Приведённый отрывок:

Эти свои настроения он назвал «горного философией» – и для внутреннего развития его, человека хоть и зрелого, но не окостеневшего, зима в Швейцарии с Рейтернами оказалась благоприятна. Он жил под благословением и в благодати. Писал же не только письма.
Занимал его Уланд, из которого он и раньше переводил. Но главное, взялся за «Ундину».
«Ундина» – повесть Ламотт Фуке, француза по происхождению, выросшего в Германии, третьестепенного романтика, писавшего фантастические романы. Одна только вещь резко у него выделилась: «Ундина». Жуковского давно привлекало произведение это. Еще в 1817 году подбирается он к нему, но тогда ничего не вышло. В 1821–1822 годах познакомился с автором ее, но «Ундина» не двинулась: сам он еще не был готов, предстояло писать другое, по-другому жилось и переживалось.
Никогда не знает поэт, когда, как произойдет встреча. Это дело таинственного подземного развития. Повод же подается извне.

Фрагменты данных
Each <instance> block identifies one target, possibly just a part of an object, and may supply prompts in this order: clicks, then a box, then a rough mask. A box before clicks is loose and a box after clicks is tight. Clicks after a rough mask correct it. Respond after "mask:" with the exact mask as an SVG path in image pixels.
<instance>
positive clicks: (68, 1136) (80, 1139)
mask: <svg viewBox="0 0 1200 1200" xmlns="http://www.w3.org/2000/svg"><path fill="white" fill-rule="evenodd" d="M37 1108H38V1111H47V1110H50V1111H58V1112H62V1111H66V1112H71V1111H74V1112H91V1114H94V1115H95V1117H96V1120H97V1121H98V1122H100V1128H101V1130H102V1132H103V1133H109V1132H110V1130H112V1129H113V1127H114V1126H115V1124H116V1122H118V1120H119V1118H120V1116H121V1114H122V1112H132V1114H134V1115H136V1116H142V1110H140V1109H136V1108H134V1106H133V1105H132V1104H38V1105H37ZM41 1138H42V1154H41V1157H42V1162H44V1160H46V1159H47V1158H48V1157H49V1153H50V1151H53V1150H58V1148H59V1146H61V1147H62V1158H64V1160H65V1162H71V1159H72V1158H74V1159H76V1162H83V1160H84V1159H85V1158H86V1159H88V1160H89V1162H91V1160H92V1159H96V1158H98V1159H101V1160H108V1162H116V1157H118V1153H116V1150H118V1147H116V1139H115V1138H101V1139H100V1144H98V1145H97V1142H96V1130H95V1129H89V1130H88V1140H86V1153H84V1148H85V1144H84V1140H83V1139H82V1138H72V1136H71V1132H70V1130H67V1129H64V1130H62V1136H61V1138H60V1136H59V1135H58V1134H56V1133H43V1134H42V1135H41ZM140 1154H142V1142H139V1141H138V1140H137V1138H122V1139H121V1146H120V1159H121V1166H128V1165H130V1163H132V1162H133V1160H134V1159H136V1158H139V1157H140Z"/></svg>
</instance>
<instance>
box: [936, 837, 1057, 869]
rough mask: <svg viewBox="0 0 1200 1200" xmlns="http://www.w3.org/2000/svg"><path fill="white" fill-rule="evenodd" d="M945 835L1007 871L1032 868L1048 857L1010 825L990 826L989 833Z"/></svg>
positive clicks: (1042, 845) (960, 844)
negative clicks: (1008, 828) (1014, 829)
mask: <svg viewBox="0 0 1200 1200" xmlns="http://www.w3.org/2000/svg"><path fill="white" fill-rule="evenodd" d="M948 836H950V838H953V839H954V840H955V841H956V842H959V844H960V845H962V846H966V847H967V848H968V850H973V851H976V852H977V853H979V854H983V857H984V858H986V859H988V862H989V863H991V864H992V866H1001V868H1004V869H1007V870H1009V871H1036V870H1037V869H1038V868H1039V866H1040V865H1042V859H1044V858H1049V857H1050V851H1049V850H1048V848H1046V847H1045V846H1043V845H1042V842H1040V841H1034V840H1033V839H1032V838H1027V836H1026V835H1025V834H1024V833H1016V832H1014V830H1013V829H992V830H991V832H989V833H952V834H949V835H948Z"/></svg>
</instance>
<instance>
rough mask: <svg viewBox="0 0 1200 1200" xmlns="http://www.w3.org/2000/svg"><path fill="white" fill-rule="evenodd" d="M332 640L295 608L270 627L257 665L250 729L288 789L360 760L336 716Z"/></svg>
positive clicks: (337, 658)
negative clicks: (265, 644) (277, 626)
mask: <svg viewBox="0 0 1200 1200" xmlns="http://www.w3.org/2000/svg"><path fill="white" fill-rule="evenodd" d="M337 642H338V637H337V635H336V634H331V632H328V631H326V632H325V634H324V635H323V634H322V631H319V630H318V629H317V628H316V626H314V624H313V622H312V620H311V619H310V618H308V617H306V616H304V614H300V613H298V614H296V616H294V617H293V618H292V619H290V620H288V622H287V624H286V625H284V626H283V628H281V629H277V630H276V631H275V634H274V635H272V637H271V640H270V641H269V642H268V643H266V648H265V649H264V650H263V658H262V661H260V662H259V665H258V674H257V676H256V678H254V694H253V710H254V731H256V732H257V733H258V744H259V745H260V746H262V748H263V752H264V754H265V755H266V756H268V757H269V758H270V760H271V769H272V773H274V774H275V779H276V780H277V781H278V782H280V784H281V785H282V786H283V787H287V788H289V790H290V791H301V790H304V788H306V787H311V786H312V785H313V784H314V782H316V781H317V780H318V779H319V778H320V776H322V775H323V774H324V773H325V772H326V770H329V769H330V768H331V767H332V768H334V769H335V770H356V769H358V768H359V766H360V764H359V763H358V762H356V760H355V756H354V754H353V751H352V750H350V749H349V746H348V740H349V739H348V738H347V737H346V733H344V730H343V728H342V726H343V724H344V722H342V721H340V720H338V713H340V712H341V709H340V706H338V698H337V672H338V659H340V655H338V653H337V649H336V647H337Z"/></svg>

Задание: Перепишите дословно часть отрывка о Жуковском и «Ундине» от слов «Занимал его Уланд, из» до слов «же подается извне.». Опирайтесь только на этот отрывок.

Ответ на задание:
Занимал его Уланд, из которого он и раньше переводил. Но главное, взялся за «Ундину».
«Ундина» – повесть Ламотт Фуке, француза по происхождению, выросшего в Германии, третьестепенного романтика, писавшего фантастические романы. Одна только вещь резко у него выделилась: «Ундина». Жуковского давно привлекало произведение это. Еще в 1817 году подбирается он к нему, но тогда ничего не вышло. В 1821–1822 годах познакомился с автором ее, но «Ундина» не двинулась: сам он еще не был готов, предстояло писать другое, по-другому жилось и переживалось.
Никогда не знает поэт, когда, как произойдет встреча. Это дело таинственного подземного развития. Повод же подается извне.